REQUIRED WORK:
1. In the ski-ticket forum thread, why does the first writer say that tickets bought through work are not too expensive? Answer in one to three sentences.
2. From the ski-ticket forum thread, write out the passage from "I always look" up to and including "(Feb 26, 2011)".

I always look for discounted tix, especially through my work since they're registered with this one program so the prices aren't too bad. I think the best deals were Killington at $25 off and Mt. Creek's triple play for $80.


----------



## lo0p (Feb 26, 2011)

qUikSiLvEr said:


> I'm pissed about that! Camelback has only $25 tix so I'm thinking about going there on Sat or even call out of work on Friday to avoid the crowd and just go to Mt. Snow on Sunday.


I was talking to a friend of mine who's been there and he was telling me that the trails were really short and he didn't like the place. Did you get the same feeling?

As for me I went to Hunter yesterday. The weather was nice, but it's spring and that's definitely showing.


----------



## Minger (Jan 24, 2008)

I've been to camelbak before - for the 20-25 dolalr price its not bad, but when I was there last year half of it was a sheet of ice. Was a fun little place though, just gets packed...


----------



## qUikSiLvEr (Feb 14, 2011)

lo0p said:


> I was talking to a friend of mine who's been there and he was telling me that the trails were really short and he didn't like the place. Did you get the same feeling?
> 
> As for me I went to Hunter yesterday. The weather was nice, but it's spring and that's definitely showing.

[Point labeling examples]
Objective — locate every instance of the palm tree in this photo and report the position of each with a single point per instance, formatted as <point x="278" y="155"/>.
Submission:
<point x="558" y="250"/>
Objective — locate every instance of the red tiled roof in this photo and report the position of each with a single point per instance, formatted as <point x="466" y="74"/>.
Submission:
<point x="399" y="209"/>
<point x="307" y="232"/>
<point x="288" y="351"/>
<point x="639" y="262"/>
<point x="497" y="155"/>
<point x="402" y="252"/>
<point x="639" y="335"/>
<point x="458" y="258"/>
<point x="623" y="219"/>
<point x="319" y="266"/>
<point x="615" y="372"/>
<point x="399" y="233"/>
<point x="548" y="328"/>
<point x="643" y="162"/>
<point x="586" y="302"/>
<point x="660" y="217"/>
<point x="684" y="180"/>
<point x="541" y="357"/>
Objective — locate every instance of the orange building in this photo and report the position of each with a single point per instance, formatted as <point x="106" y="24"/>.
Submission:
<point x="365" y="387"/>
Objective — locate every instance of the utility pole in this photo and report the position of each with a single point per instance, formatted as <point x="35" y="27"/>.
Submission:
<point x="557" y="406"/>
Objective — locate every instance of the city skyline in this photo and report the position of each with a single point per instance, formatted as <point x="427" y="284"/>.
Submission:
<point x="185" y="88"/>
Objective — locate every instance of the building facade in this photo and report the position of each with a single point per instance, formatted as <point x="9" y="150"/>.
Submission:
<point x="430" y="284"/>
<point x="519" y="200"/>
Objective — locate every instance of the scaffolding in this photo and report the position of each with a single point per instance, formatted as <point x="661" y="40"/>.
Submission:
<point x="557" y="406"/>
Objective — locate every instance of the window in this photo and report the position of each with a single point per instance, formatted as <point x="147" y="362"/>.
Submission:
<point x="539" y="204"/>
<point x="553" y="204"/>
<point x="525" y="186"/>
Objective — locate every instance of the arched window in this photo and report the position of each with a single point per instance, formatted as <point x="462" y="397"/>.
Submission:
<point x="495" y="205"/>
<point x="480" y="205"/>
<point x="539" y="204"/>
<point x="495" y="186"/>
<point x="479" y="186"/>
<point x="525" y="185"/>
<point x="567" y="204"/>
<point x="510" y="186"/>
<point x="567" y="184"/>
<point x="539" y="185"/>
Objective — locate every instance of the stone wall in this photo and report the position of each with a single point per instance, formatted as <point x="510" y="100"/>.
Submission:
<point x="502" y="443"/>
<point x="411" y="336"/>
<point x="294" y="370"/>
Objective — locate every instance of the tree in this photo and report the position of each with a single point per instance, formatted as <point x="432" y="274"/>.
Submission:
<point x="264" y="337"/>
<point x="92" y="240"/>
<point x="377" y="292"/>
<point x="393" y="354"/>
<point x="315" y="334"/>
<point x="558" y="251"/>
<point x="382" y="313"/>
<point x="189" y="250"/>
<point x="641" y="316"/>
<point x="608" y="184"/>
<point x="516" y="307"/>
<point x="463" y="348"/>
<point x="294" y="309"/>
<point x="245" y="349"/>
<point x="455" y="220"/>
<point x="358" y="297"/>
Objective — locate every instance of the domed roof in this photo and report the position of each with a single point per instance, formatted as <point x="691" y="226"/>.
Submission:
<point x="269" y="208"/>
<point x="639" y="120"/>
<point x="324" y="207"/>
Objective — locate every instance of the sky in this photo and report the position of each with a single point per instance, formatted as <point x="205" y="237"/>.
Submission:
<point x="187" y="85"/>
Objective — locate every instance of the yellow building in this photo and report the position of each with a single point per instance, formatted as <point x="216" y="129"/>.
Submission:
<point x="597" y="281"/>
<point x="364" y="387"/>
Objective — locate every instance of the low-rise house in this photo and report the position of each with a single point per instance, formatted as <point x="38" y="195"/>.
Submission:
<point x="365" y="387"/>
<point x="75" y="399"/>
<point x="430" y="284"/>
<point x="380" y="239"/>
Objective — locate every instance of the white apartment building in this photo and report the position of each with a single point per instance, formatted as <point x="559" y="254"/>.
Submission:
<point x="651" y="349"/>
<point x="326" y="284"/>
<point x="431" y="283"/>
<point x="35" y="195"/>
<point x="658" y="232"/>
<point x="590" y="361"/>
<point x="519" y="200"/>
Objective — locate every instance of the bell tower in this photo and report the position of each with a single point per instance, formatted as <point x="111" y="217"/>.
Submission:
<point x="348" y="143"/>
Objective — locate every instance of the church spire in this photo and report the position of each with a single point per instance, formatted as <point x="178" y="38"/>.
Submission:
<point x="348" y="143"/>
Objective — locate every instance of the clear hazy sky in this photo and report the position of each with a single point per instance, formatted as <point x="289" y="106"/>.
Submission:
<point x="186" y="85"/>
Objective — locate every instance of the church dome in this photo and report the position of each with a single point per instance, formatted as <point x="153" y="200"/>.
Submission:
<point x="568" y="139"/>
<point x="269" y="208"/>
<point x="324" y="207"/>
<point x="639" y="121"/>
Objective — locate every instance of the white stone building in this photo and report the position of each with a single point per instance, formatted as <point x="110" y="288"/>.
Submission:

ANSWERS IN ORDER:
1. The writer's workplace is registered with a program that offers discounted tickets, so buying through work keeps the prices reasonable.

2.
I always look for discounted tix, especially through my work since they're registered with this one program so the prices aren't too bad. I think the best deals were Killington at $25 off and Mt. Creek's triple play for $80.


----------



## lo0p (Feb 26, 2011)